Quoted passage
A Q&A guide to private equity law in Luxembourg.

The Q&A gives a high level overview of the key practical issues including the level of activity and recent trends in the market; investment incentives for institutional and private investors; the mechanics involved in establishing a private equity fund; equity and debt finance issues in a private equity transaction; issues surrounding buyouts and the relationship between the portfolio company's managers and the private equity funds; management incentives; and exit routes from investments. Details on national private equity and venture capital associations are also included.

To compare answers across multiple jurisdictions visit the Private Equity Country Q&A Tool.

This Q&A is part of the global guide to private equity. For a full list of jurisdictional Q&As visit www.practicallaw.com/privateequity-guide.

Contents

Market overview

1. How do private equity funds typically obtain their funding?

Government agencies were by far the largest contributor to fundraising in the Central and Eastern Europe (CEE) region in 2014 and this continued in 2015. Contributions to the total amount of funds raised in 2015 also came from the following sources:

  • Funds of funds: 12.6%.

  • Pension funds: 10.9%.

  • Banks: 4.4%.

  • Government agencies: 41.9%.

  • Insurance companies: 2.0%.

  • Sovereign wealth funds: 16.4%.

  • Other asset manager: 2.1%.

  • Private individuals: 0.8%.

  • Other sources: 9%.

No numbers have been published yet for 2015. However government agencies contributed to the vast majority of PE funds set up in 2014, according to the CEE Statistics by the European Private Equity and Venture Capital Association's (EVCA) Central and European Europe Task Force.

Family offices play an increasingly important role in the fund raising process of most PE funds.

Raw records
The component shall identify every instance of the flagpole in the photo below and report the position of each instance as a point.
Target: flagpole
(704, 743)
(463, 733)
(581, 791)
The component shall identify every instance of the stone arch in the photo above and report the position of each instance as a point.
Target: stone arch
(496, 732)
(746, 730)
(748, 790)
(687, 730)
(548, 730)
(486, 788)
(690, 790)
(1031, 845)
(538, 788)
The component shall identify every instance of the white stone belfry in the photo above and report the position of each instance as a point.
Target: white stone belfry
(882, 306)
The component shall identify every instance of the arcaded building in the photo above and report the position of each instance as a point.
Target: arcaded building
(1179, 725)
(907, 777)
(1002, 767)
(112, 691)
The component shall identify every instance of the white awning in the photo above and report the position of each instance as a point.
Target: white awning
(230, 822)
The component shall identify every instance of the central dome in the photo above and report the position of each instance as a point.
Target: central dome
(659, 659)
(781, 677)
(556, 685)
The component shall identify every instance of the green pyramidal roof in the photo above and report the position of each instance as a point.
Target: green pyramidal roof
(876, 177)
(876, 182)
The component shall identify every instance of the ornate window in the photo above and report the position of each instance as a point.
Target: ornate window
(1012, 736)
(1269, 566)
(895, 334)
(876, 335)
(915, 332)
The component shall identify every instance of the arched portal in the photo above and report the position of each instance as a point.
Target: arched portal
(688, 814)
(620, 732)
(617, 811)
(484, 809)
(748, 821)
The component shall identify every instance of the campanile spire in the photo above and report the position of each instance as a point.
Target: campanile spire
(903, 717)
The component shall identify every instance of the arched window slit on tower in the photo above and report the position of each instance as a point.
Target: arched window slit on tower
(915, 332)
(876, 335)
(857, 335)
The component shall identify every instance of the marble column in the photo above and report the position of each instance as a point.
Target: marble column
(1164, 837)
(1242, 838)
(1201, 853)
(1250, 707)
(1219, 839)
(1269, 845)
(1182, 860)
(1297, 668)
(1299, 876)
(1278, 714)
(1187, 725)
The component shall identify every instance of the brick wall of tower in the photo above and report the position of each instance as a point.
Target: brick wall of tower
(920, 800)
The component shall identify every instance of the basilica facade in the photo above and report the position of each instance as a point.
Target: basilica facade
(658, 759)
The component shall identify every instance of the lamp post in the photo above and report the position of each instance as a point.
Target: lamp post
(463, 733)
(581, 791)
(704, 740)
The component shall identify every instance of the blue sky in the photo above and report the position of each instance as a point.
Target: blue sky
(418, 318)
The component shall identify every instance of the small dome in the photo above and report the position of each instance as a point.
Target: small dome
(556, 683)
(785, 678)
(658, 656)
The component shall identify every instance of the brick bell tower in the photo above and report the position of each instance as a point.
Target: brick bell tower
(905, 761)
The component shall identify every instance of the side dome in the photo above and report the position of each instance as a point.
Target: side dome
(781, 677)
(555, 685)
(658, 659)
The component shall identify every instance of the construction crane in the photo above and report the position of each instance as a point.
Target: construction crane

The task
Repeat the Luxembourg private equity Q&A above word for word, from its first line to its last.

Correct output
A Q&A guide to private equity law in Luxembourg.

The Q&A gives a high level overview of the key practical issues including the level of activity and recent trends in the market; investment incentives for institutional and private investors; the mechanics involved in establishing a private equity fund; equity and debt finance issues in a private equity transaction; issues surrounding buyouts and the relationship between the portfolio company's managers and the private equity funds; management incentives; and exit routes from investments. Details on national private equity and venture capital associations are also included.

To compare answers across multiple jurisdictions visit the Private Equity Country Q&A Tool.

This Q&A is part of the global guide to private equity. For a full list of jurisdictional Q&As visit www.practicallaw.com/privateequity-guide.

Contents

Market overview

1. How do private equity funds typically obtain their funding?

Government agencies were by far the largest contributor to fundraising in the Central and Eastern Europe (CEE) region in 2014 and this continued in 2015. Contributions to the total amount of funds raised in 2015 also came from the following sources:

  • Funds of funds: 12.6%.

  • Pension funds: 10.9%.

  • Banks: 4.4%.

  • Government agencies: 41.9%.

  • Insurance companies: 2.0%.

  • Sovereign wealth funds: 16.4%.

  • Other asset manager: 2.1%.

  • Private individuals: 0.8%.

  • Other sources: 9%.

No numbers have been published yet for 2015. However government agencies contributed to the vast majority of PE funds set up in 2014, according to the CEE Statistics by the European Private Equity and Venture Capital Association's (EVCA) Central and European Europe Task Force.

Family offices play an increasingly important role in the fund raising process of most PE funds.